Start of THE DATA
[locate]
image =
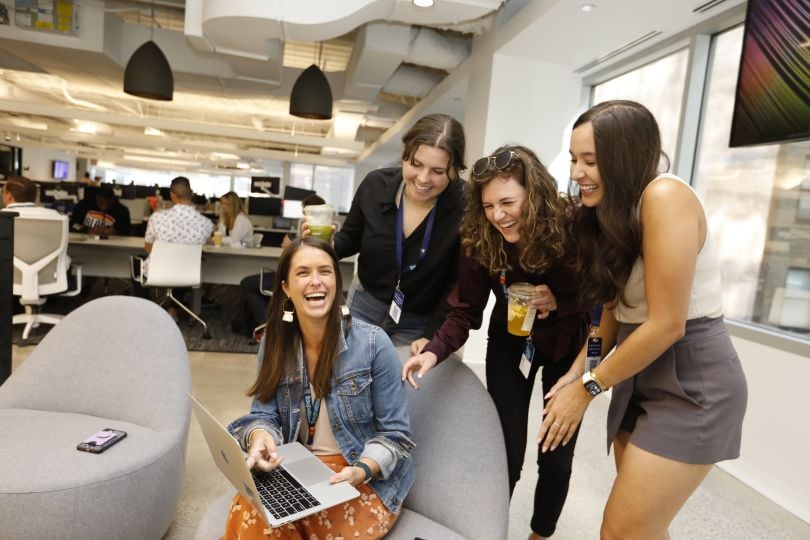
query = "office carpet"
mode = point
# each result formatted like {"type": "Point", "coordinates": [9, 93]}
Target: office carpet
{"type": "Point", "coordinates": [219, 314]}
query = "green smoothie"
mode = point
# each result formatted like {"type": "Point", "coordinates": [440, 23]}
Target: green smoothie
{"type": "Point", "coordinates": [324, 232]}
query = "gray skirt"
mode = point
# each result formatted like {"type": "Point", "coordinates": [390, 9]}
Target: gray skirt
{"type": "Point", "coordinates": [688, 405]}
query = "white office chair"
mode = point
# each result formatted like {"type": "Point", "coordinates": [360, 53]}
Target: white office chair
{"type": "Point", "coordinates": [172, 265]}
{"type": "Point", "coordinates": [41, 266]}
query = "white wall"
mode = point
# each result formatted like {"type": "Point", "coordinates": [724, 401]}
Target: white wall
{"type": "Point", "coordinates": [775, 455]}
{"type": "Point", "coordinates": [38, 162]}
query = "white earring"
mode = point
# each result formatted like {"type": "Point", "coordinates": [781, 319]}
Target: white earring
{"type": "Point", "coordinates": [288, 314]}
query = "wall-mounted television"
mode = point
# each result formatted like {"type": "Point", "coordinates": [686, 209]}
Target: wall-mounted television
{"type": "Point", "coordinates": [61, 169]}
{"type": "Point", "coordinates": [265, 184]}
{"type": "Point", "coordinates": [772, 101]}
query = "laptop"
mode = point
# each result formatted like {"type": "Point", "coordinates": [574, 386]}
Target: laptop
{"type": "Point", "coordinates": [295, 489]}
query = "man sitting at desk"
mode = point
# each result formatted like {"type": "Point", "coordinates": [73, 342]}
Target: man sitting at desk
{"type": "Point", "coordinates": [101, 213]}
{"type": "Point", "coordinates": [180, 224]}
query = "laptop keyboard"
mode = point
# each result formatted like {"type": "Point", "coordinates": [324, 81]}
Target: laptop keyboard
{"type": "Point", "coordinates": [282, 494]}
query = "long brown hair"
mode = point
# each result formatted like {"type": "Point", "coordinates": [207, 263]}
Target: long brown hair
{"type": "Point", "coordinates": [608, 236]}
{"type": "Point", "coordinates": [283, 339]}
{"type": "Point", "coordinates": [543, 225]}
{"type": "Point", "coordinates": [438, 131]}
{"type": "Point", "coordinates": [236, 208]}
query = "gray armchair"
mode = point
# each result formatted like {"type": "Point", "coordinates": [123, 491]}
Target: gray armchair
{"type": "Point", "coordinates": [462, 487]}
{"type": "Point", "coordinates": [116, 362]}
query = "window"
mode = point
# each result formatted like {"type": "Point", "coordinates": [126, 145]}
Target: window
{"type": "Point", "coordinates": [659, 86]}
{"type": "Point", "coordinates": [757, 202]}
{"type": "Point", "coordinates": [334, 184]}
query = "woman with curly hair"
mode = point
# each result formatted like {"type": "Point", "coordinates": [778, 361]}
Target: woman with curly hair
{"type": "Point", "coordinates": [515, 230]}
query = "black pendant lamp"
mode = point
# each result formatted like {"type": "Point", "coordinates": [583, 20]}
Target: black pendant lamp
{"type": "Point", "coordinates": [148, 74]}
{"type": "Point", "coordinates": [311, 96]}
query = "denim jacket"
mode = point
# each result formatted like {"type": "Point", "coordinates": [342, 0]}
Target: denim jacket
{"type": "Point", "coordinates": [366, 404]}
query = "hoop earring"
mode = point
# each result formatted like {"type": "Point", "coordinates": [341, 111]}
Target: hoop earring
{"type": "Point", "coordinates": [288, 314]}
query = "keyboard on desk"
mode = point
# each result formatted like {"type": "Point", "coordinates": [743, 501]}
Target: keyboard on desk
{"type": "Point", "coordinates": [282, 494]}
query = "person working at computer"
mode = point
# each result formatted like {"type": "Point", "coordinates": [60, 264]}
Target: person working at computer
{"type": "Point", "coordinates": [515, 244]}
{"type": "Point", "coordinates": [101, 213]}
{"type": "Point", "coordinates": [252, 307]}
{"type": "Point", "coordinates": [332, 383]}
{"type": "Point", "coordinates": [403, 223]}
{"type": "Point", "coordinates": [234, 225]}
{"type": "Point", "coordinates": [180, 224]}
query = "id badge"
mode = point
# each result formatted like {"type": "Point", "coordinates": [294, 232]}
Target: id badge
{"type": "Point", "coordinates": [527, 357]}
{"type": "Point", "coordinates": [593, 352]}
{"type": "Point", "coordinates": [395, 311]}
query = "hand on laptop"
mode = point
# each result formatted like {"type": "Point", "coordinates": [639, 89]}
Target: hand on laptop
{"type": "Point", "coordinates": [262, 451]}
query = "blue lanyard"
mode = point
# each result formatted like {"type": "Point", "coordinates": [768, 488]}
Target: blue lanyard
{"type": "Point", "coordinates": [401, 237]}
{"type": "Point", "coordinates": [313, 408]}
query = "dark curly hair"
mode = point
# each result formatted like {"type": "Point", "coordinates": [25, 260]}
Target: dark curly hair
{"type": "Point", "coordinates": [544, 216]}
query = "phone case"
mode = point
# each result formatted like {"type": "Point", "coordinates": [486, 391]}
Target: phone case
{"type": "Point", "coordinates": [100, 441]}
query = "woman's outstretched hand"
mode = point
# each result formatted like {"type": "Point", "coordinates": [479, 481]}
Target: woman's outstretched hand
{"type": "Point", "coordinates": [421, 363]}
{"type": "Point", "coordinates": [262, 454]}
End of THE DATA
» **TASK ITEM**: A faithful copy of every record is needed here. Leave the images out of it.

» **WRITTEN SOLUTION**:
[locate]
image =
query = "office carpet"
mode = point
# each result formatted like {"type": "Point", "coordinates": [9, 93]}
Target: office carpet
{"type": "Point", "coordinates": [219, 314]}
query = "green smoothie"
mode = point
# each result formatted like {"type": "Point", "coordinates": [440, 23]}
Target: green smoothie
{"type": "Point", "coordinates": [324, 232]}
query = "gray skirt"
mode = point
# each result formatted like {"type": "Point", "coordinates": [390, 9]}
Target: gray skirt
{"type": "Point", "coordinates": [688, 405]}
query = "white office chair"
mode = point
# each result formatted like {"type": "Point", "coordinates": [360, 53]}
Target: white office chair
{"type": "Point", "coordinates": [172, 265]}
{"type": "Point", "coordinates": [41, 266]}
query = "white wall"
mode = point
# each result formatted like {"type": "Point", "coordinates": [724, 401]}
Target: white wall
{"type": "Point", "coordinates": [775, 455]}
{"type": "Point", "coordinates": [38, 162]}
query = "white earring"
mode = point
# each result formatted like {"type": "Point", "coordinates": [781, 319]}
Target: white earring
{"type": "Point", "coordinates": [288, 314]}
query = "wall-mounted television"
mode = point
# each result formatted like {"type": "Point", "coordinates": [686, 209]}
Target: wall-mounted television
{"type": "Point", "coordinates": [61, 169]}
{"type": "Point", "coordinates": [265, 184]}
{"type": "Point", "coordinates": [772, 101]}
query = "laptop"
mode = point
# each result formatted like {"type": "Point", "coordinates": [574, 386]}
Target: laptop
{"type": "Point", "coordinates": [295, 489]}
query = "man sitting at desk"
mode = point
# each result formatted like {"type": "Point", "coordinates": [73, 342]}
Target: man sitting at desk
{"type": "Point", "coordinates": [101, 213]}
{"type": "Point", "coordinates": [180, 224]}
query = "laptop keyboard"
mode = point
# each result formatted like {"type": "Point", "coordinates": [324, 81]}
Target: laptop keyboard
{"type": "Point", "coordinates": [282, 494]}
query = "long brown hair"
mode = point
# each result formatted like {"type": "Point", "coordinates": [207, 263]}
Target: long brown hair
{"type": "Point", "coordinates": [608, 236]}
{"type": "Point", "coordinates": [283, 339]}
{"type": "Point", "coordinates": [543, 225]}
{"type": "Point", "coordinates": [438, 131]}
{"type": "Point", "coordinates": [236, 208]}
query = "gray armchair"
mode = point
# each result formatted like {"type": "Point", "coordinates": [123, 491]}
Target: gray armchair
{"type": "Point", "coordinates": [462, 487]}
{"type": "Point", "coordinates": [116, 362]}
query = "window"
mode = point
# each result formatted like {"type": "Point", "coordinates": [126, 145]}
Target: window
{"type": "Point", "coordinates": [659, 86]}
{"type": "Point", "coordinates": [757, 202]}
{"type": "Point", "coordinates": [334, 184]}
query = "woman with curly hair"
mode = point
# each result formatted like {"type": "Point", "coordinates": [778, 361]}
Target: woman with curly hair
{"type": "Point", "coordinates": [515, 230]}
query = "black pendant lamp"
mode = point
# each result formatted like {"type": "Point", "coordinates": [583, 20]}
Target: black pendant lamp
{"type": "Point", "coordinates": [148, 74]}
{"type": "Point", "coordinates": [311, 96]}
query = "denim jacket"
mode = point
# each result formatted like {"type": "Point", "coordinates": [342, 0]}
Target: denim jacket
{"type": "Point", "coordinates": [366, 404]}
query = "hoop earring"
mode = point
# each result formatted like {"type": "Point", "coordinates": [341, 111]}
Target: hoop earring
{"type": "Point", "coordinates": [288, 314]}
query = "keyboard on desk"
mode = point
# each result formatted like {"type": "Point", "coordinates": [743, 501]}
Target: keyboard on desk
{"type": "Point", "coordinates": [282, 494]}
query = "person working at computer"
mode = point
# each result formatted like {"type": "Point", "coordinates": [60, 264]}
Target: person working at computer
{"type": "Point", "coordinates": [515, 244]}
{"type": "Point", "coordinates": [101, 213]}
{"type": "Point", "coordinates": [252, 307]}
{"type": "Point", "coordinates": [332, 383]}
{"type": "Point", "coordinates": [403, 223]}
{"type": "Point", "coordinates": [234, 225]}
{"type": "Point", "coordinates": [180, 224]}
query = "id badge"
mode = point
# each result formatted like {"type": "Point", "coordinates": [294, 232]}
Target: id badge
{"type": "Point", "coordinates": [527, 357]}
{"type": "Point", "coordinates": [593, 352]}
{"type": "Point", "coordinates": [395, 311]}
query = "hand on laptop"
mode = point
# each result formatted like {"type": "Point", "coordinates": [639, 89]}
Target: hand on laptop
{"type": "Point", "coordinates": [262, 451]}
query = "blue lanyard"
mode = point
# each result formatted like {"type": "Point", "coordinates": [768, 488]}
Target: blue lanyard
{"type": "Point", "coordinates": [401, 237]}
{"type": "Point", "coordinates": [313, 408]}
query = "dark curly hair"
mode = point
# each result formatted like {"type": "Point", "coordinates": [25, 260]}
Target: dark curly hair
{"type": "Point", "coordinates": [544, 216]}
query = "phone case"
mode = point
# each result formatted like {"type": "Point", "coordinates": [486, 391]}
Target: phone case
{"type": "Point", "coordinates": [100, 441]}
query = "woman's outstretched hand"
mode = point
# each result formatted like {"type": "Point", "coordinates": [479, 481]}
Target: woman's outstretched hand
{"type": "Point", "coordinates": [421, 363]}
{"type": "Point", "coordinates": [262, 454]}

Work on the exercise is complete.